(Aim): Copy the data from the line containing "of the footprint" through the line containing "[[381, 259]]", renaming "noun phrase" to "text prompt" and leaving everything else unchanged.

(Supplied records):
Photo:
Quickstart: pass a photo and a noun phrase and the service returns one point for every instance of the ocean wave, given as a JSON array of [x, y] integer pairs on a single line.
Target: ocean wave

...

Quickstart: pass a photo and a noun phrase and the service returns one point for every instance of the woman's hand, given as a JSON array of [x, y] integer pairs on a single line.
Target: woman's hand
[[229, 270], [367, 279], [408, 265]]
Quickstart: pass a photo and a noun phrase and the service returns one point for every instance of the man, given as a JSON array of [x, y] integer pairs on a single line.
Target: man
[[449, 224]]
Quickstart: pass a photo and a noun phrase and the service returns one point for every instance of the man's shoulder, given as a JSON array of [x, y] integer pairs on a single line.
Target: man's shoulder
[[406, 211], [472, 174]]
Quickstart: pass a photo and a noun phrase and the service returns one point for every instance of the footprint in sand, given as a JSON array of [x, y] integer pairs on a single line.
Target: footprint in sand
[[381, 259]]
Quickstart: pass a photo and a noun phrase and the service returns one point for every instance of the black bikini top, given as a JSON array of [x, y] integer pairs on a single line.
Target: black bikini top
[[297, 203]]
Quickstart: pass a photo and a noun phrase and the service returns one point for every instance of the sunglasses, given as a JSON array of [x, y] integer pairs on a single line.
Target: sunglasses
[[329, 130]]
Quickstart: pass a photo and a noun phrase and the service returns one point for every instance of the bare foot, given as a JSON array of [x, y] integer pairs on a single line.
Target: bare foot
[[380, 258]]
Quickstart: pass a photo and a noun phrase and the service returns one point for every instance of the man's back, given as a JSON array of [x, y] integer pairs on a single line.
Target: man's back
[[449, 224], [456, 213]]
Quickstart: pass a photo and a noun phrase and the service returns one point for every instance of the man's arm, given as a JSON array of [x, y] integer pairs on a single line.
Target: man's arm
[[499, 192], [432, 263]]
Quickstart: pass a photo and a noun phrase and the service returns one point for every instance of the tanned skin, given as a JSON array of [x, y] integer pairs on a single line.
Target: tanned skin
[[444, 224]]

* * *

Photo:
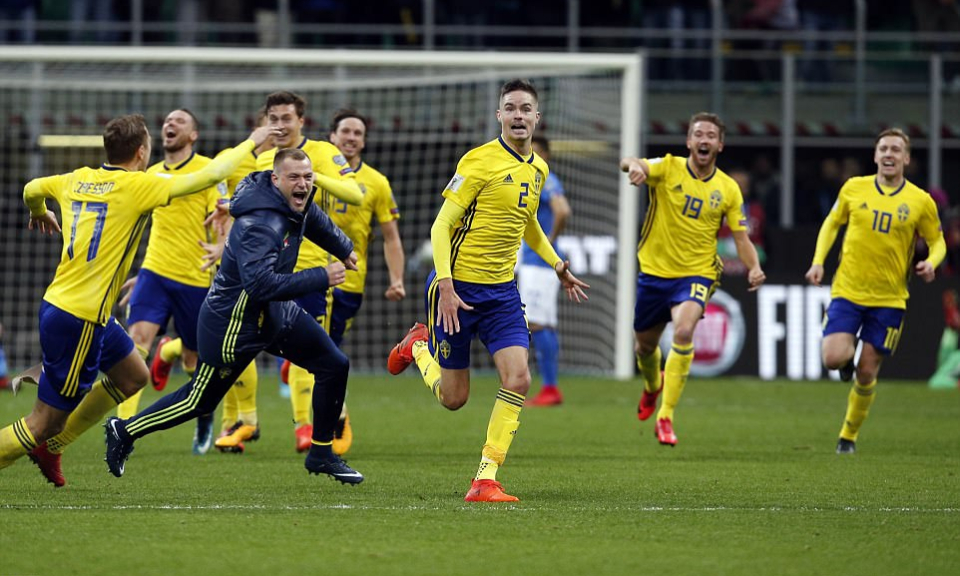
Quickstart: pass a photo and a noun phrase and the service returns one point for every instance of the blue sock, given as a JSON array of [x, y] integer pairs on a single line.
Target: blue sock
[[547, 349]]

(Completed task):
Quickstart: pass a photo and a text prompt and the service returns one point for every instance of the footprint in sand, given as a JSON array of [x, y] integer pairs on a single line.
Target: footprint in sand
[[381, 259]]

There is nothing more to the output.